Exercise material START
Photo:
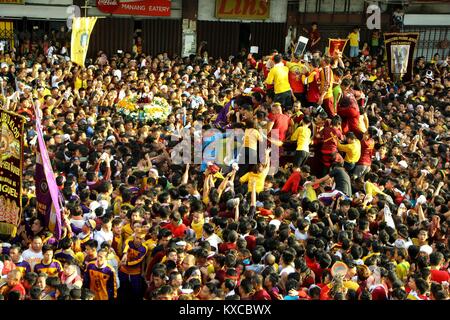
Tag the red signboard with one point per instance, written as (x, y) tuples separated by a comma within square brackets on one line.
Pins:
[(154, 8)]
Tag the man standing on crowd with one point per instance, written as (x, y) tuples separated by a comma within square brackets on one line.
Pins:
[(100, 278), (279, 77), (131, 280)]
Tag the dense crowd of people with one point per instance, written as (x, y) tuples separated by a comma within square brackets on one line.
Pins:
[(357, 207)]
Exercise material END
## Problem to solve:
Leaving the pictures out, write out every entry exactly.

## Task result:
Photo:
Tag the red signboard with one point per instance, written as (x, y) tuples separated by a comma within square brackets on one line.
Pins:
[(154, 8)]
Tag the man standing on crowd with one point per instance, written as (x, y) tuples separated by a comma within square brackets on one line.
Pins:
[(100, 278), (279, 77), (131, 280)]
Tag the dense crowd of people with one point per instance, written as (x, y) tuples separated by a comma within square brackets on one line.
Pins:
[(357, 207)]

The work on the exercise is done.